Human life is sacred because from its beginning it involves the creative action of God and it remains forever in a special relationship with the Creator, who is its sole end. (Catechism of the Catholic Church 2258)
Older Kids and Tweens: On Human Dignity
“He will answer them, ‘Amen, I say to you, what you did not do for one of these least ones, you did not do for me.’” (Matthew 25:45)
School-aged children and tweens are beginning to understand their own power — and they are capable of great good. They are also keenly interested in the world around them, particularly in issues of fairness and justice.
If your kids are like mine, they will naturally point out the places where some people have more than others (particularly if we’re talking about ice cream servings), and how sometimes people don’t make good choices when they feel like they don’t have enough (again, when ice cream is concerned!). Abortion is strongly linked to poverty: feeling trapped often drives pregnant moms to think abortion is the only way out.
From there, it’s not a great leap to help your children make the connection that it’s our duty as Christians to help those in need, and moms considering abortion are often in great, crushing need both during and after the pregnancy.
The first thing we do to help is encourage them to save their baby’s life. (Back to Step One above: we are each unique, and God loves us all.) But the very next thing must be to offer our support — logistical, financial, and practical. Donate diapers, clothes, time, and money to your local crisis pregnancy centers, and let your kids help lead that charge.
The duty of making oneself a neighbor to others and actively serving them becomes even more urgent when it involves the disadvantaged, in whatever area this may be. (Catechism of the Catholic Church 1932)
Teens and Young Adults: Means and Ends
Do not return evil for evil, or insult for insult; but, on the contrary, a blessing, because to this you were called, that you might inherit a blessing. (1 Peter 3:9)
By the time they are teenagers, your children will have run across some of the stickiest, most complicated arguments people use the defend the necessity of abortion.
Cases of rape or incest. Profoundly disabled babies or diagnoses that are “incompatible with life,” to borrow the dehumanizing medical terminology. In all these cases, doesn’t abortion begin to seem like the merciful, if tragic, thing? A timely, controlled end to a messy situation, and some space to grieve and move on without the added complication of another soul to care for?

> _The data_
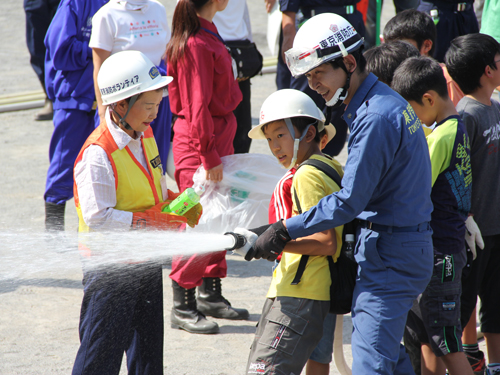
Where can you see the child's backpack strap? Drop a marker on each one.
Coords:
(334, 175)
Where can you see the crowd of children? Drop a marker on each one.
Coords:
(421, 177)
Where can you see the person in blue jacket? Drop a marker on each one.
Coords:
(386, 185)
(295, 13)
(69, 85)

> _Work item 1_
List every parenthetical citation of a scriptural or catechetical source in the source text.
> _Work item 2_
Reproduce from the source text everything from "The duty of" down to "necessity of abortion.".

> _Final answer 1_
Catechism of the Catholic Church 2258
Matthew 25:45
Catechism of the Catholic Church 1932
1 Peter 3:9

> _Final answer 2_
The duty of making oneself a neighbor to others and actively serving them becomes even more urgent when it involves the disadvantaged, in whatever area this may be. (Catechism of the Catholic Church 1932)
Teens and Young Adults: Means and Ends
Do not return evil for evil, or insult for insult; but, on the contrary, a blessing, because to this you were called, that you might inherit a blessing. (1 Peter 3:9)
By the time they are teenagers, your children will have run across some of the stickiest, most complicated arguments people use the defend the necessity of abortion.